## Written request
Show every line of the listing below that contains the word "metal", and treat uppercase and lowercase letters as different.

===== Exercise data =====

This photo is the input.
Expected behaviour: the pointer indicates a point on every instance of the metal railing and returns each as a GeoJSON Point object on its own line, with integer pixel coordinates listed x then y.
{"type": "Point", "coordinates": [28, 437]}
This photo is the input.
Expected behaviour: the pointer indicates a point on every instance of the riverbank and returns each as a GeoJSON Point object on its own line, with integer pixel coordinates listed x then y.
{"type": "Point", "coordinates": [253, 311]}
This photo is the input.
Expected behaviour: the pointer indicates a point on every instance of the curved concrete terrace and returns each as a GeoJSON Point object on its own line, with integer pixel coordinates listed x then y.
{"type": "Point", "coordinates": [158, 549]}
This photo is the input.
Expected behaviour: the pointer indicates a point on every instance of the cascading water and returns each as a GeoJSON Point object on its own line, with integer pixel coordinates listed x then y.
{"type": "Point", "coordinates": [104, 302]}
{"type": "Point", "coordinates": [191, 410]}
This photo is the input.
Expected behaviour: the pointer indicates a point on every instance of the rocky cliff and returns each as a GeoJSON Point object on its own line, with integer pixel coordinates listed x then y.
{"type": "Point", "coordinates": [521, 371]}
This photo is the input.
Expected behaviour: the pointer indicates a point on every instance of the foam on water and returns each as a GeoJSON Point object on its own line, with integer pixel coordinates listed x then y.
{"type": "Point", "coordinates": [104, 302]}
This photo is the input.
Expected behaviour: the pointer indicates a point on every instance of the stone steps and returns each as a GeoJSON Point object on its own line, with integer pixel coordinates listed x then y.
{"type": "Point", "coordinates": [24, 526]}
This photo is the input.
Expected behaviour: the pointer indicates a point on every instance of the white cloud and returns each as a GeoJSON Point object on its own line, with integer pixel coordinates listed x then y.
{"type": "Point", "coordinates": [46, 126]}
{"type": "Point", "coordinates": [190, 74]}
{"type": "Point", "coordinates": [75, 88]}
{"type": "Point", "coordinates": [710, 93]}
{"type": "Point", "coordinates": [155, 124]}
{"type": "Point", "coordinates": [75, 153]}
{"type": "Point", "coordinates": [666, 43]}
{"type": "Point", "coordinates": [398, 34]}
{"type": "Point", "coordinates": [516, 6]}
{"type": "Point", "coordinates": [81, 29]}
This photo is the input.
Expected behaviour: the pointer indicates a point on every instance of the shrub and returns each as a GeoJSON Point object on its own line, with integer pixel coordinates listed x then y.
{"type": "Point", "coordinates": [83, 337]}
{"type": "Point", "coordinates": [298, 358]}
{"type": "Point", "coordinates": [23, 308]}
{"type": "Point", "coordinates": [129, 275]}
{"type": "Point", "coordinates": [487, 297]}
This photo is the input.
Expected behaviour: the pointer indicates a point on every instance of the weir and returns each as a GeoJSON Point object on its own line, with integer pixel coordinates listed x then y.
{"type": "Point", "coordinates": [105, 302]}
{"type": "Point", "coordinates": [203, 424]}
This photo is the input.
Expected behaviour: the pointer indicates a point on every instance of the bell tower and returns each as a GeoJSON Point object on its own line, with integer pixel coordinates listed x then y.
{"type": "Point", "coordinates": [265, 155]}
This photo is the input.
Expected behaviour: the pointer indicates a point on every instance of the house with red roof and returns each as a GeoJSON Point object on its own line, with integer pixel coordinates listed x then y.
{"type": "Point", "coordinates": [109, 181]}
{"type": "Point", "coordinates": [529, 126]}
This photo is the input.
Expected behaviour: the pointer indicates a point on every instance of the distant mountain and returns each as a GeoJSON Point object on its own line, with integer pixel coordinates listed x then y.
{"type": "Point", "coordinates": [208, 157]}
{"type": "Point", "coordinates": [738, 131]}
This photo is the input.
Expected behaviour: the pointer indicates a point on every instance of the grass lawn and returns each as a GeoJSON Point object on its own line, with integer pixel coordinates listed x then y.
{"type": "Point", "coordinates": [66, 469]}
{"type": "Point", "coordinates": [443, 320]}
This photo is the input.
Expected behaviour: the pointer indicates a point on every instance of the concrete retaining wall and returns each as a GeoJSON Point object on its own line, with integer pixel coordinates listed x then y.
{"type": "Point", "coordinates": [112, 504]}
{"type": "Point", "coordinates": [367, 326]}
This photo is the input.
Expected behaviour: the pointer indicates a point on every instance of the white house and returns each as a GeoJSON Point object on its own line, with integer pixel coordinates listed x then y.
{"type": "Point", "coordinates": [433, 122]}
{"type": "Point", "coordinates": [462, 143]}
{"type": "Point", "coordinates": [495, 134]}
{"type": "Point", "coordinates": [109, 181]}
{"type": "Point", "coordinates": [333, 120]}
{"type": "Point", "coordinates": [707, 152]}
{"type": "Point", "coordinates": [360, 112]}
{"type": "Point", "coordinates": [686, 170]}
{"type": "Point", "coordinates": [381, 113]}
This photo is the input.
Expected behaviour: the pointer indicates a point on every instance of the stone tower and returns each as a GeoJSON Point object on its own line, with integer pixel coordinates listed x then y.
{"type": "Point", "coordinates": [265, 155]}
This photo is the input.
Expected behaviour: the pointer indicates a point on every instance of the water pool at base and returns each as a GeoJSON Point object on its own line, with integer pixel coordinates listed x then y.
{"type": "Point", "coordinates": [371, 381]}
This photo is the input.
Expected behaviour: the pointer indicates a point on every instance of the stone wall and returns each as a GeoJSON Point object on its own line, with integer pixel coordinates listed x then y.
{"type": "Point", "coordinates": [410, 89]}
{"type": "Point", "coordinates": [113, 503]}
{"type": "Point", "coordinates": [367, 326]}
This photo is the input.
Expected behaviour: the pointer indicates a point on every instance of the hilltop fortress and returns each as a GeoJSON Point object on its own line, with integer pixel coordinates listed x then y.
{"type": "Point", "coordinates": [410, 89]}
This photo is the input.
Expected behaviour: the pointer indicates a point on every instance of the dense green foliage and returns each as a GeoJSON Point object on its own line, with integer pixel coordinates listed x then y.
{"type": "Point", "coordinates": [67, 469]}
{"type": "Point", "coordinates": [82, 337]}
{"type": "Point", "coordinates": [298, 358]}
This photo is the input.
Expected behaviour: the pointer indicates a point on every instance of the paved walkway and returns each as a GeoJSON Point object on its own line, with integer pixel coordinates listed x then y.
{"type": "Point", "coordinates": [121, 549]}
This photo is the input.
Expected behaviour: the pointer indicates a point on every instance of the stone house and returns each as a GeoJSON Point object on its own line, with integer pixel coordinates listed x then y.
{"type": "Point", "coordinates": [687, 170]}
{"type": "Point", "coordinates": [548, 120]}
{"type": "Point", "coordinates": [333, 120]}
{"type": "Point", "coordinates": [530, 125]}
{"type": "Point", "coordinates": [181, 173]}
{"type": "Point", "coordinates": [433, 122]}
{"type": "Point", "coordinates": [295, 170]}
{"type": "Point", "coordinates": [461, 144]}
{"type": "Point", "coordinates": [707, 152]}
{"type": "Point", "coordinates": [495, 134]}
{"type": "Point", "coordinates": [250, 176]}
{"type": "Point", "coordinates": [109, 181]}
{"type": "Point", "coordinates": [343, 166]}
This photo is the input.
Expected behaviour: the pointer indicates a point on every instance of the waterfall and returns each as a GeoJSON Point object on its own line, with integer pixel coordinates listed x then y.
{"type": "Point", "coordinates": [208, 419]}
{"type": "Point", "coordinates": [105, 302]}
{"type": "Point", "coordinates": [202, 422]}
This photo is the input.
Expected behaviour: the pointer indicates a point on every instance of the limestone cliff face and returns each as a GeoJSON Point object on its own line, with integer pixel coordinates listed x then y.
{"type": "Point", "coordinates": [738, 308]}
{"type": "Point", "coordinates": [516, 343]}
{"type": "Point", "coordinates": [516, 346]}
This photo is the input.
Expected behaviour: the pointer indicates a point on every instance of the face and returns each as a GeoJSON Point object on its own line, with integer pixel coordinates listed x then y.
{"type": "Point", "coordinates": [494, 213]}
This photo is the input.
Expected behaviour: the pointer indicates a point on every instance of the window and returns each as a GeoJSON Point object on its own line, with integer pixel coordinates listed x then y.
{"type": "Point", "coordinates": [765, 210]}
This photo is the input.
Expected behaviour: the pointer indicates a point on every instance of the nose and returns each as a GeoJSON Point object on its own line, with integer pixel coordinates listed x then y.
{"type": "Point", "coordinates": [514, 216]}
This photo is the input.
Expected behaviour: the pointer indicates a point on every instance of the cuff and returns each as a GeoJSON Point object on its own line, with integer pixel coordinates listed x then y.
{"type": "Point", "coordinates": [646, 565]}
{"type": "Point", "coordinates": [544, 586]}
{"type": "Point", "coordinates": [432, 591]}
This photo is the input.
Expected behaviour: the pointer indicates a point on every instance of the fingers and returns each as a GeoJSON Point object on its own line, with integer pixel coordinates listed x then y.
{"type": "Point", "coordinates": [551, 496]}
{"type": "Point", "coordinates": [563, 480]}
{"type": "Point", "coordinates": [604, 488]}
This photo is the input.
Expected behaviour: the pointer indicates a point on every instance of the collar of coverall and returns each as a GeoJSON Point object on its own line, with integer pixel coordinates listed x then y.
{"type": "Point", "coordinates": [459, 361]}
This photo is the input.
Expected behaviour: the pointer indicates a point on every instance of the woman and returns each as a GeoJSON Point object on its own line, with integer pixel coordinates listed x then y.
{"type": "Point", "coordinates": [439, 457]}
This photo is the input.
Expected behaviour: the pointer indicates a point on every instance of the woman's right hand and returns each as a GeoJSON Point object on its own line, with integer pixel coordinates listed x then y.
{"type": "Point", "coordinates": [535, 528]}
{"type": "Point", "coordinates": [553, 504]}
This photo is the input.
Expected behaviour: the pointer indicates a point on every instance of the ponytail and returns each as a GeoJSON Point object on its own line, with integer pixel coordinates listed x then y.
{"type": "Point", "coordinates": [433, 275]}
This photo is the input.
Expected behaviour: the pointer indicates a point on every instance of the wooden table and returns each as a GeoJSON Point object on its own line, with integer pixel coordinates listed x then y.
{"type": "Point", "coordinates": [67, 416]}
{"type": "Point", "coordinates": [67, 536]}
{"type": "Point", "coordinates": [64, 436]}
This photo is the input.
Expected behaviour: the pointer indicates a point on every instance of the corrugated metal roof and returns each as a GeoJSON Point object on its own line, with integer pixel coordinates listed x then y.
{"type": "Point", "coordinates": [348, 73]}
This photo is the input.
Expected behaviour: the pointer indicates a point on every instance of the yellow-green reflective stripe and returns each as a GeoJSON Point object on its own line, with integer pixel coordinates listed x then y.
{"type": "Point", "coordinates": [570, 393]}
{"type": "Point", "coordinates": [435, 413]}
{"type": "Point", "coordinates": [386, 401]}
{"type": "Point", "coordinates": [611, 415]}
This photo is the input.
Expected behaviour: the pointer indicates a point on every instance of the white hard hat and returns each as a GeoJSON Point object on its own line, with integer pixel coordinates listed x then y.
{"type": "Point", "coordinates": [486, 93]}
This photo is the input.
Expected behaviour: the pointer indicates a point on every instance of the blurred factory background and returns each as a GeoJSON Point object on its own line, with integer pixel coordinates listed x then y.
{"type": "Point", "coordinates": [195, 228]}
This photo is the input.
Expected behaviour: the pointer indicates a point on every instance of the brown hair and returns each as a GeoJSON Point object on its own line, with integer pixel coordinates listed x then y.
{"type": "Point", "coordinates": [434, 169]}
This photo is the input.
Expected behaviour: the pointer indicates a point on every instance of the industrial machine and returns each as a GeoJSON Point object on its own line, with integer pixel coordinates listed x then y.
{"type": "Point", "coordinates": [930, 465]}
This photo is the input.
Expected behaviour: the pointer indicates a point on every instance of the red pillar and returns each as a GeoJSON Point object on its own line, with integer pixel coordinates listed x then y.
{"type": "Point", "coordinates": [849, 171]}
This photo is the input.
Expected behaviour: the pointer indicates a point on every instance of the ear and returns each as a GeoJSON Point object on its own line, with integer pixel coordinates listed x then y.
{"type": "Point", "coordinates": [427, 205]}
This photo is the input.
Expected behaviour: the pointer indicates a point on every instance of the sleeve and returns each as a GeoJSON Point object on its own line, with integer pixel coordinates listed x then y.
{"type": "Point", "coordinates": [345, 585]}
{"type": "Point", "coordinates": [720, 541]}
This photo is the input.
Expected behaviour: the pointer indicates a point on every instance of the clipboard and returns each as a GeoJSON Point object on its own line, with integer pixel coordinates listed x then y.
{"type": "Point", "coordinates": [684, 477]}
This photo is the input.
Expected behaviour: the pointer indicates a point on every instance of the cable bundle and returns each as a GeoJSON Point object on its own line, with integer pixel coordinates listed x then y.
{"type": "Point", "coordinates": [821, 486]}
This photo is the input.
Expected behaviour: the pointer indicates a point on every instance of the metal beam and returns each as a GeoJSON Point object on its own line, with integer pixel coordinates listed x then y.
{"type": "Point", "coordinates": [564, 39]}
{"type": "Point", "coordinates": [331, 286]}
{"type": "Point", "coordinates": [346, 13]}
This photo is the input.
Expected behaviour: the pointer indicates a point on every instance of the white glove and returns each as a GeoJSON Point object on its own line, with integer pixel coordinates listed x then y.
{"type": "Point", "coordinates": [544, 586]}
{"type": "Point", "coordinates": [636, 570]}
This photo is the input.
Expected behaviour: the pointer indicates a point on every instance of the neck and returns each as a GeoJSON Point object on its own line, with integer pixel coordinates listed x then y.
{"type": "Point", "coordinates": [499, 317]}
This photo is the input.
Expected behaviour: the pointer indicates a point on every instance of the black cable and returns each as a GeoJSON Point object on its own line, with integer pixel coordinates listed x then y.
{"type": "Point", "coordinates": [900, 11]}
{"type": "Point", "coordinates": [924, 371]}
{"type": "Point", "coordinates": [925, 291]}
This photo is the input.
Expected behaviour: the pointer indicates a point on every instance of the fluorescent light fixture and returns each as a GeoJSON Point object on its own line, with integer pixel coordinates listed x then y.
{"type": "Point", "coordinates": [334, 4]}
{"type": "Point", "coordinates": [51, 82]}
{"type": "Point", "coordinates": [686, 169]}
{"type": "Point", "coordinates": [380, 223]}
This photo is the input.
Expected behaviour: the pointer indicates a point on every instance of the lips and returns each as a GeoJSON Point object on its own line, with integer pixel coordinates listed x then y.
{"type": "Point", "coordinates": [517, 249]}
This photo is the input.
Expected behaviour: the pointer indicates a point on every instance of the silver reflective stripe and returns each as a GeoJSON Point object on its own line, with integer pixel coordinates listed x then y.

=====

## Answer to the task
Expected behaviour: the pointer indicates a point on every instance of the metal railing and returns each as a GeoJSON Point object on its own line, with integer pixel coordinates listed x then y.
Expected behaviour: the pointer indicates a point on every instance of the corrugated metal roof and returns each as a GeoJSON Point object on its own line, with integer pixel coordinates listed x then y.
Expected behaviour: the pointer indicates a point on every instance of the metal beam and returns each as a GeoJSON Point object on its own line, with integer pixel coordinates listed x then y.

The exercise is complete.